**Free-text object descriptions:**
-- Opening Marker --

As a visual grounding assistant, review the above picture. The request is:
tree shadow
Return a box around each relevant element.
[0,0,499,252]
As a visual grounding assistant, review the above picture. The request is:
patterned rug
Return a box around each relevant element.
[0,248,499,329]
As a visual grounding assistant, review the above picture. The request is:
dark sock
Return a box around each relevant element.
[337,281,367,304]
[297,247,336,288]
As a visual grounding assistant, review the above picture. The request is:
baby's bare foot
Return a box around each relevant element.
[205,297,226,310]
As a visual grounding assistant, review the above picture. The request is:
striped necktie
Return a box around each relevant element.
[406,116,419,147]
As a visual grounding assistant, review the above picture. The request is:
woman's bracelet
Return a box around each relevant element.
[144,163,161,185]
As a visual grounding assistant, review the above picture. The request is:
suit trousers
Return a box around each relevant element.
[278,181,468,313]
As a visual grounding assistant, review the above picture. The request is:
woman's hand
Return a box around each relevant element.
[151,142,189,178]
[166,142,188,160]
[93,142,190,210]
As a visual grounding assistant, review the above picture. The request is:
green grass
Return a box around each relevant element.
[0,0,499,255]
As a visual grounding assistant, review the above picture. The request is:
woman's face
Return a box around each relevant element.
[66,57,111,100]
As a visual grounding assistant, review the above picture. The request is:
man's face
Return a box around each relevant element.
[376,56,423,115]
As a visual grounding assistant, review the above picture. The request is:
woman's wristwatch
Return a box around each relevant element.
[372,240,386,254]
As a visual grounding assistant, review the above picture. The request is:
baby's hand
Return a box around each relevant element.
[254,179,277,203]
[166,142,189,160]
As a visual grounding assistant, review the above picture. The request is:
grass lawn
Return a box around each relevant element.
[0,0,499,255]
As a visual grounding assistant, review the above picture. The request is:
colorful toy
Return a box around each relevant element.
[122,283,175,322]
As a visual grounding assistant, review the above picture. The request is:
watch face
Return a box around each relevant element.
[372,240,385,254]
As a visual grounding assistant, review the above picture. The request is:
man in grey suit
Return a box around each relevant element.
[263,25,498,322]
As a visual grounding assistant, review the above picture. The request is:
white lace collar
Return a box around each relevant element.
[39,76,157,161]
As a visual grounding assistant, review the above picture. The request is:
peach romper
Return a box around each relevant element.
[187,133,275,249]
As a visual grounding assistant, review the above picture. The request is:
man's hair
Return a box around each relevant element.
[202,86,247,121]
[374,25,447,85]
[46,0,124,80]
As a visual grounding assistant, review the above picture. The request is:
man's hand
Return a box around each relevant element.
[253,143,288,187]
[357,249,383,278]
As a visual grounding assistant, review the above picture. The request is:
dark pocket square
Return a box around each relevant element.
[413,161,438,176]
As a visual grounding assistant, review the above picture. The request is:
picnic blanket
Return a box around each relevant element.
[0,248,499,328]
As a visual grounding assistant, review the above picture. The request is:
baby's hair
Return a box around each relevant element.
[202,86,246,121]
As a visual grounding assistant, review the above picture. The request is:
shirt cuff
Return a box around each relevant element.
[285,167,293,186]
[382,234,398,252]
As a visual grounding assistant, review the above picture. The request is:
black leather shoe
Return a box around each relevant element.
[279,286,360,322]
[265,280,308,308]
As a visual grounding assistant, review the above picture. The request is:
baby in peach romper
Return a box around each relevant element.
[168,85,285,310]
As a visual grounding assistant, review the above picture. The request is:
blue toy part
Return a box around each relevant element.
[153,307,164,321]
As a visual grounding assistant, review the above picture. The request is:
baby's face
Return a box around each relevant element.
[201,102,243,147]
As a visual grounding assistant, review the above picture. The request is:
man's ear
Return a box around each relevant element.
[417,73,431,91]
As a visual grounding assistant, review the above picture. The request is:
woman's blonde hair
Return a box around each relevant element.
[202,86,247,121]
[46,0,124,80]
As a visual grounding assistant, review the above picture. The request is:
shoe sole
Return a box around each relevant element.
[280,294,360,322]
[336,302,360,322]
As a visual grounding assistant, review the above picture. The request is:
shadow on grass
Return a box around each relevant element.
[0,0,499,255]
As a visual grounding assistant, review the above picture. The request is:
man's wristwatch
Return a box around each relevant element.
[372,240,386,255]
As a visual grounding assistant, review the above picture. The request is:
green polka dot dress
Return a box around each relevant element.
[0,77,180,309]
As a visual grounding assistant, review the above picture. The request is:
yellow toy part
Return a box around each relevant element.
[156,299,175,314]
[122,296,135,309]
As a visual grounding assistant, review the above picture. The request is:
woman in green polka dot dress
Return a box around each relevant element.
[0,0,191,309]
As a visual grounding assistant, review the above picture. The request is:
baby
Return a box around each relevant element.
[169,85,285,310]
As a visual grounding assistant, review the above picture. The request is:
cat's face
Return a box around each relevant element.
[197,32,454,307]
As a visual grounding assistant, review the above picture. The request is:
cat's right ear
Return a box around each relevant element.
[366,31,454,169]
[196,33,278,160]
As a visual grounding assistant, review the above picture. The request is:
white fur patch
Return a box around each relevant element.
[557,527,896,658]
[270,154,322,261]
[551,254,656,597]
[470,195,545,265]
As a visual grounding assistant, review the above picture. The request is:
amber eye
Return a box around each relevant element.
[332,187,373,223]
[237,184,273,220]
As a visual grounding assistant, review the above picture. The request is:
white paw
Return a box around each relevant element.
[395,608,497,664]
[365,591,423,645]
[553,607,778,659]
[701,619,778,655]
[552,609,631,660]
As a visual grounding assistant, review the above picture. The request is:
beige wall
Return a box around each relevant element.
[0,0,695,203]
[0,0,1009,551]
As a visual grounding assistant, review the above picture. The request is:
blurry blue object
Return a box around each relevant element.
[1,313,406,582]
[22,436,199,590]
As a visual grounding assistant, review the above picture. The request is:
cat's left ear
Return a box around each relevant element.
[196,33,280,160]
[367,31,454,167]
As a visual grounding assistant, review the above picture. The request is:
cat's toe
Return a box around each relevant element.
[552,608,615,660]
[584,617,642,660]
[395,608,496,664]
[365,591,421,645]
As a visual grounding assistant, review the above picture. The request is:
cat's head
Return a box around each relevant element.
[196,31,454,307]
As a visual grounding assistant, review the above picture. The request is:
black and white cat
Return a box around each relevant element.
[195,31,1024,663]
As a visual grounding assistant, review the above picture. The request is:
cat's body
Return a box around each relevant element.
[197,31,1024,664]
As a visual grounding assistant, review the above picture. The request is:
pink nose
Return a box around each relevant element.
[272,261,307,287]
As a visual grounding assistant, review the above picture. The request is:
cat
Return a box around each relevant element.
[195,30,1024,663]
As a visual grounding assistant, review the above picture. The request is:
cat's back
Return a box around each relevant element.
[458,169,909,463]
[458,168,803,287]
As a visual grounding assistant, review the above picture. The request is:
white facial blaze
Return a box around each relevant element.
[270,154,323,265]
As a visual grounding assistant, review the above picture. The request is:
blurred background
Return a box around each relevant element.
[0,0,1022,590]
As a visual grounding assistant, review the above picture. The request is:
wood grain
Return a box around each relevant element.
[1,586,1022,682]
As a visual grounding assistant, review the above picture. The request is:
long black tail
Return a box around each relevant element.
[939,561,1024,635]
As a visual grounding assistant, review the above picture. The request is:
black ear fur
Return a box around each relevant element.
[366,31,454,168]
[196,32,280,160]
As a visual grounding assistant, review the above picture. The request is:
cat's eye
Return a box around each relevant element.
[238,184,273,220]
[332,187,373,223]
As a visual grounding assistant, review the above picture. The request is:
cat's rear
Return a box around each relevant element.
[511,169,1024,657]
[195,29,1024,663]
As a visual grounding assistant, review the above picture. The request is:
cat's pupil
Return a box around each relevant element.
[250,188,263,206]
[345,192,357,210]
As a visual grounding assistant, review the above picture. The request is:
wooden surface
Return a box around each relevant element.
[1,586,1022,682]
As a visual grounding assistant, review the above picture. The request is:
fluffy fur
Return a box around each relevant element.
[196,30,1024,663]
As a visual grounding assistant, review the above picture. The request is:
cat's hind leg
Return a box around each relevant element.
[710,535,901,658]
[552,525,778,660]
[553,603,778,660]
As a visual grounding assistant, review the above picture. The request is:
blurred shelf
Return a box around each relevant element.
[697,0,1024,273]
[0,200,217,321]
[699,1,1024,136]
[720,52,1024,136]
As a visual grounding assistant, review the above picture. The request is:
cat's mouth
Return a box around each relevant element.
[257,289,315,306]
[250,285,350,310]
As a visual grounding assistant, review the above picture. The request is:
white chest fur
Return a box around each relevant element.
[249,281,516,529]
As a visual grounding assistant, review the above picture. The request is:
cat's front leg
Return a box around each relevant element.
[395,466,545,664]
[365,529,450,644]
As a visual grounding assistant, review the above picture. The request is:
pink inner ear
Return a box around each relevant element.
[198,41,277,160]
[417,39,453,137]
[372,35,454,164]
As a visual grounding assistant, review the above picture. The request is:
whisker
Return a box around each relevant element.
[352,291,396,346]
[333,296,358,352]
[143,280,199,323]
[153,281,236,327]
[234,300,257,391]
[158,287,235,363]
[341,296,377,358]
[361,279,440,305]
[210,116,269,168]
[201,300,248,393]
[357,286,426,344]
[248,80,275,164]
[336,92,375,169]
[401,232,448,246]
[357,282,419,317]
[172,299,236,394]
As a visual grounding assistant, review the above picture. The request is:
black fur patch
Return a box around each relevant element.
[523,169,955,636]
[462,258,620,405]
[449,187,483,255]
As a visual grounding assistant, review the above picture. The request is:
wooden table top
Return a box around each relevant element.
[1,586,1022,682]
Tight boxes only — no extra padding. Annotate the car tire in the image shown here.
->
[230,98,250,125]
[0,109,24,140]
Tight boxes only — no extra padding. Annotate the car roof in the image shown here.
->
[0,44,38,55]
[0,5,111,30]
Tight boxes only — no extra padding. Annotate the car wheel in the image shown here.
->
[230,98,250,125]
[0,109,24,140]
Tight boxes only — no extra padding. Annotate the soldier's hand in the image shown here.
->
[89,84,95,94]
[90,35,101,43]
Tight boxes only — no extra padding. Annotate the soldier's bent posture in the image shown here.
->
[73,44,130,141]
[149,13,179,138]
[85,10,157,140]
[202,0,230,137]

-- Closing Marker --

**Task details:**
Working through the records, copy each line in which the word "dress" appears.

**Answer section:**
green polka dot dress
woman in green polka dot dress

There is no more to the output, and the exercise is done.